PROVIDED DATA:
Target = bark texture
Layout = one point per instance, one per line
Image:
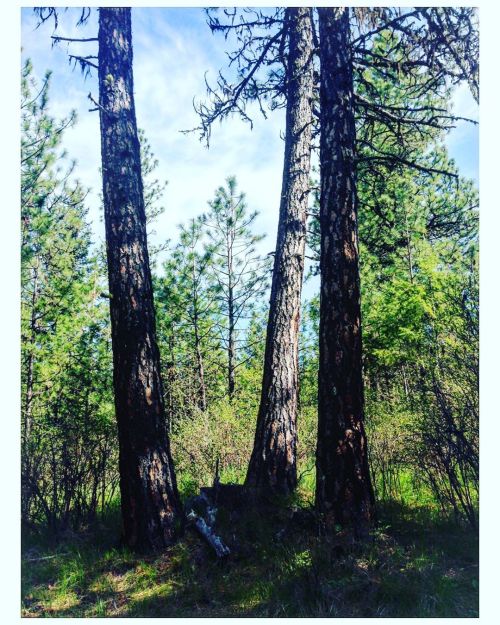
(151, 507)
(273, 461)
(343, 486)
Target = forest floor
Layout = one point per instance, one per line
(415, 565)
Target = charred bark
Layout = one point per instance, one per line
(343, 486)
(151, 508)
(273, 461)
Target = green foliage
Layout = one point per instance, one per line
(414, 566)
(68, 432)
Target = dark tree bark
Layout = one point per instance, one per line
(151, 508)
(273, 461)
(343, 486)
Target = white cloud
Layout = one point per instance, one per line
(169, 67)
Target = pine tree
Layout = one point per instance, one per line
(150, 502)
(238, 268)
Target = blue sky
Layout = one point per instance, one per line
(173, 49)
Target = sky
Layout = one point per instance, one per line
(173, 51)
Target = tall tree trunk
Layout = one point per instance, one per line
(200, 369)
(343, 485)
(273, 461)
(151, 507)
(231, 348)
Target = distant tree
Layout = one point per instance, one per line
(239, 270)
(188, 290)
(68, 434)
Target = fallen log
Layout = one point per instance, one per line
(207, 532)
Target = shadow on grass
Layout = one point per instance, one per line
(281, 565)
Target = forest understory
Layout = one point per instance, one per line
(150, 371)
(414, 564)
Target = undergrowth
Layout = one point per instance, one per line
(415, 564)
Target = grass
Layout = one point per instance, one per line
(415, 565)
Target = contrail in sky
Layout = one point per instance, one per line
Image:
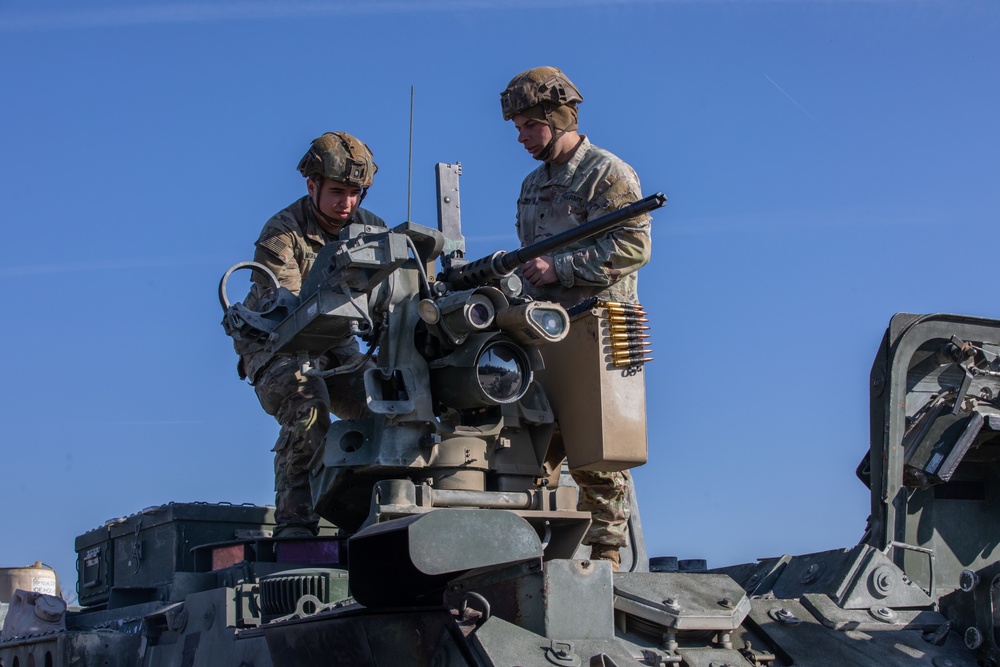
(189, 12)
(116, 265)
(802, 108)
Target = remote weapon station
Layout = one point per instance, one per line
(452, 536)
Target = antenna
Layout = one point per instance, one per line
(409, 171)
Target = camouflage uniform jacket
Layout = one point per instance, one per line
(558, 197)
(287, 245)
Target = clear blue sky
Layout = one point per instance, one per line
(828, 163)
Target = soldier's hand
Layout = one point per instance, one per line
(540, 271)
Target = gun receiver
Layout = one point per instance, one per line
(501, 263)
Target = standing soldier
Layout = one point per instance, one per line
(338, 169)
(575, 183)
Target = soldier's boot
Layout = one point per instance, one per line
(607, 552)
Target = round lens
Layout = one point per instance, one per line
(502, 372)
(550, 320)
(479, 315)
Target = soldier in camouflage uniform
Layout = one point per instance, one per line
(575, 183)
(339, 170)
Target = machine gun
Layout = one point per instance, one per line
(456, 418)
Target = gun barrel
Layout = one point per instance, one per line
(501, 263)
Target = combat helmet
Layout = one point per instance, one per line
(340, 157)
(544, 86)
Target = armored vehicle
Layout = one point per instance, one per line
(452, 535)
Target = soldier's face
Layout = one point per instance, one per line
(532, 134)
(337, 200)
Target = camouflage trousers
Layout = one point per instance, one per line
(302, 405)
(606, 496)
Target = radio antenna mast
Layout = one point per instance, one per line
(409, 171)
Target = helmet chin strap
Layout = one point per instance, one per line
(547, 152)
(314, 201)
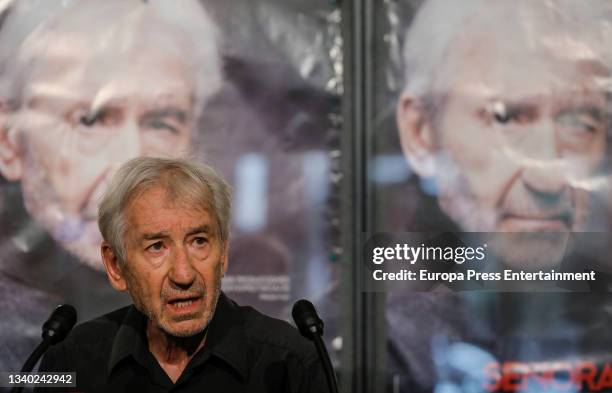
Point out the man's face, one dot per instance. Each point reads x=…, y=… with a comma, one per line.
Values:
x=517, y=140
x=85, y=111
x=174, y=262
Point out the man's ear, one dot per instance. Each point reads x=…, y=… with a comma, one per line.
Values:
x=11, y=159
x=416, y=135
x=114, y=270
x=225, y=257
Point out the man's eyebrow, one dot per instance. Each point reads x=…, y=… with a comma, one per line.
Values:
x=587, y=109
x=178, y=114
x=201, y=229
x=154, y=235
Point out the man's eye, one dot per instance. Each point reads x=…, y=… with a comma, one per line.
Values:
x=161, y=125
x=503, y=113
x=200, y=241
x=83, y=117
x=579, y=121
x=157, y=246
...
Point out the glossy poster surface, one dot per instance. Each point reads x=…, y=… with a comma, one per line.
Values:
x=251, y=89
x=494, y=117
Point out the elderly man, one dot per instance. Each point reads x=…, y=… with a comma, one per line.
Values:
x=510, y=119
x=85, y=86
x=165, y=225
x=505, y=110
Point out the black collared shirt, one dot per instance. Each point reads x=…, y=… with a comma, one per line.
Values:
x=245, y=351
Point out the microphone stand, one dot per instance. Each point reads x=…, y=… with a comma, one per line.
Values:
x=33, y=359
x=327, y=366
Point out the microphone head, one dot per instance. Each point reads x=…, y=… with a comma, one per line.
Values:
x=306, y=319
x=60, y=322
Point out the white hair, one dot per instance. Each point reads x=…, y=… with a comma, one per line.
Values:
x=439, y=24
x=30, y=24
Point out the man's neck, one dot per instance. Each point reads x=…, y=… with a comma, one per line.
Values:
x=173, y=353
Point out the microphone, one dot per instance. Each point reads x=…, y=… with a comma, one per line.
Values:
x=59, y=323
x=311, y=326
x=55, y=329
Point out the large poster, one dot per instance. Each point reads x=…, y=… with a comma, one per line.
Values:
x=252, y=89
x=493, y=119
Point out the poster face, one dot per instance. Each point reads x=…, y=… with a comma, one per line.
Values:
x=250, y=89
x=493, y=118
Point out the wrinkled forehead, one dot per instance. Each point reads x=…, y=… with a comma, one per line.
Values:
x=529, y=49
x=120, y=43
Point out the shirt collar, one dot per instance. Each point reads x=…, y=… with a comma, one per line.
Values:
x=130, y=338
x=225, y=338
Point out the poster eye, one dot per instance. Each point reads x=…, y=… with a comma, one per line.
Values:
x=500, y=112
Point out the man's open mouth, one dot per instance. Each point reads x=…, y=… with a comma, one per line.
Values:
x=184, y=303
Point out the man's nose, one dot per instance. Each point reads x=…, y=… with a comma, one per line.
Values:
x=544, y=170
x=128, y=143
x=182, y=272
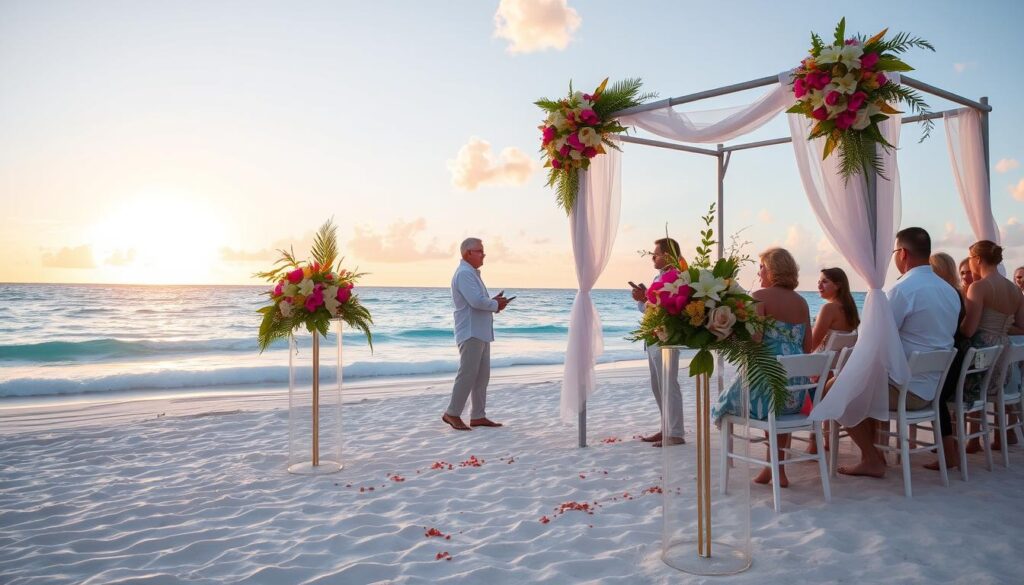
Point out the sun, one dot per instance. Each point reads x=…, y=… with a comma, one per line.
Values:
...
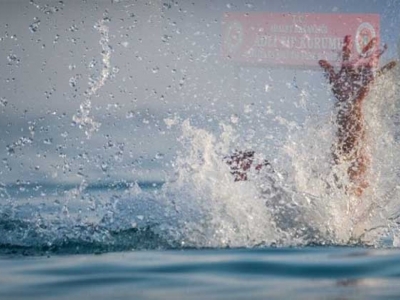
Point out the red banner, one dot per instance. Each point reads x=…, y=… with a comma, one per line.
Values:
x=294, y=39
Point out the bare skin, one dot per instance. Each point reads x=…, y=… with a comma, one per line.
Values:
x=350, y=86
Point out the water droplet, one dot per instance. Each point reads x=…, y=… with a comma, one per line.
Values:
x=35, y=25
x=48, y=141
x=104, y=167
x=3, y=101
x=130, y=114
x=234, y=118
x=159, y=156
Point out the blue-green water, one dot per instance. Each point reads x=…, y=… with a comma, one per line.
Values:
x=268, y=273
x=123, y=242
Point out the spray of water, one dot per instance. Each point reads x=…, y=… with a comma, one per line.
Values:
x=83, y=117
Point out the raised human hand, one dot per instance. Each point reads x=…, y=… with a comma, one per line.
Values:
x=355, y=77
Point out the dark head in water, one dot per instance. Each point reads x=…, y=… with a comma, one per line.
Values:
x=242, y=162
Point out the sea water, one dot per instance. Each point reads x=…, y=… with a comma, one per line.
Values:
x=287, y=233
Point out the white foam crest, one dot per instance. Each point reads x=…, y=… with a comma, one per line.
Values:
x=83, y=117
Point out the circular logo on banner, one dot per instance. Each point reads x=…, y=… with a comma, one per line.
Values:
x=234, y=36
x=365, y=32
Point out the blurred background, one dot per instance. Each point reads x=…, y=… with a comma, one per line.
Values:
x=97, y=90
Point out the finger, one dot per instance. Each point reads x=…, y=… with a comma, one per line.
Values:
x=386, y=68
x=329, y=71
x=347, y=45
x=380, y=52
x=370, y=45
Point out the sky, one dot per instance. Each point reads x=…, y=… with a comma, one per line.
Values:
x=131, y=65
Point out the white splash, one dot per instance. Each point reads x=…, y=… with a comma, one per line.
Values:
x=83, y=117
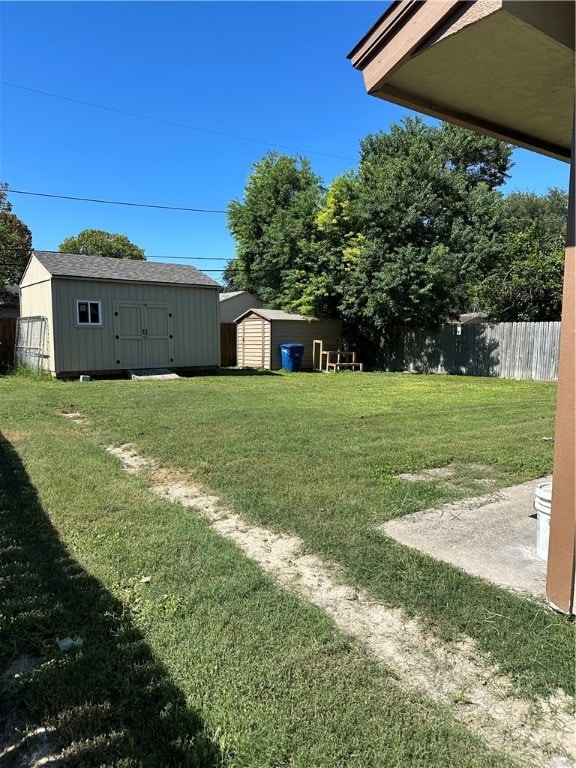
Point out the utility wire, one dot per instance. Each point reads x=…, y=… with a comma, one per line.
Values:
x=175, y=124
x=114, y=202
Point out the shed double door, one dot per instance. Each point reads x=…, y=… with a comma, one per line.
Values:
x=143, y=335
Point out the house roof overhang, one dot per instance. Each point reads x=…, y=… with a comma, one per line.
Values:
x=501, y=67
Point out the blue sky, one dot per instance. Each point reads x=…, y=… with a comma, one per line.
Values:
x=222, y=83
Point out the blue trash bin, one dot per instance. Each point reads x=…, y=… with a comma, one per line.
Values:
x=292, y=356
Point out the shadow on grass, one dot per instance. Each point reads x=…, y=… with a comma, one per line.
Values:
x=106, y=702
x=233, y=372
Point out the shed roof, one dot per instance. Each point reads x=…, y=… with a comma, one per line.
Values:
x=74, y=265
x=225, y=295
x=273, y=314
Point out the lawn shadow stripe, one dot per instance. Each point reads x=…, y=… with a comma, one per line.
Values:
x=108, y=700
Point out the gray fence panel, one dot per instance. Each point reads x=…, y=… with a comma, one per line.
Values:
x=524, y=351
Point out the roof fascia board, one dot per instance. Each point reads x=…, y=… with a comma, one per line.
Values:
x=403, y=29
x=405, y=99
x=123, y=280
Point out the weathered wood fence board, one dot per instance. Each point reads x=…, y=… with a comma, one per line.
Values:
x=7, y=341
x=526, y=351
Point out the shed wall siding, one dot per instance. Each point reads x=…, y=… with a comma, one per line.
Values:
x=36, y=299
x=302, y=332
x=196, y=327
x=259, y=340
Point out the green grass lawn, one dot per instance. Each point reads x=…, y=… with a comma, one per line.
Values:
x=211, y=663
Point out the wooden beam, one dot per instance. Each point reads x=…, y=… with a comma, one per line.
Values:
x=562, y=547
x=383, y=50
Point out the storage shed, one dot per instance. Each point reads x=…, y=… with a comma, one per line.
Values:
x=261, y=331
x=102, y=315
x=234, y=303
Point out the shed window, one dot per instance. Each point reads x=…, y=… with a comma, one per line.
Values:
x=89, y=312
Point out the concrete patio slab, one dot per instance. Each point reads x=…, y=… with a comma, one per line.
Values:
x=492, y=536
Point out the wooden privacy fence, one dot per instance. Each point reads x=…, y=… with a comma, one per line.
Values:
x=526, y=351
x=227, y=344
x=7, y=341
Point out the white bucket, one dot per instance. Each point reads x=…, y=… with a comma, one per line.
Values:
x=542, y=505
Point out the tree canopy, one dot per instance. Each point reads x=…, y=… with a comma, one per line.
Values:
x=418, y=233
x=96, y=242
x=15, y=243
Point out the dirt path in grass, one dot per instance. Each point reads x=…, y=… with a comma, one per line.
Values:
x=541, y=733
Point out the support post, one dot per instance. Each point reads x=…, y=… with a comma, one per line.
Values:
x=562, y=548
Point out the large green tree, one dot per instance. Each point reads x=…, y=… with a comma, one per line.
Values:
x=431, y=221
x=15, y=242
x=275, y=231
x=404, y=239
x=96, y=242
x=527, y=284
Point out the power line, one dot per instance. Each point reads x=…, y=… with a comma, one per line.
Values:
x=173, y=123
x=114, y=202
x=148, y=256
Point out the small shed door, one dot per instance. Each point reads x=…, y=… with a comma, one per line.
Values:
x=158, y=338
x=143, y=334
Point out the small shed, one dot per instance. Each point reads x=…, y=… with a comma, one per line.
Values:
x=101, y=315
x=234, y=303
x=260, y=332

EXERCISE: Which of the lines above contain "soldier"? Return them all.

RESPONSE BELOW:
Target = soldier's hand
Target = standing soldier
Target = soldier's boot
Target = soldier in camouflage uniform
Target = soldier's face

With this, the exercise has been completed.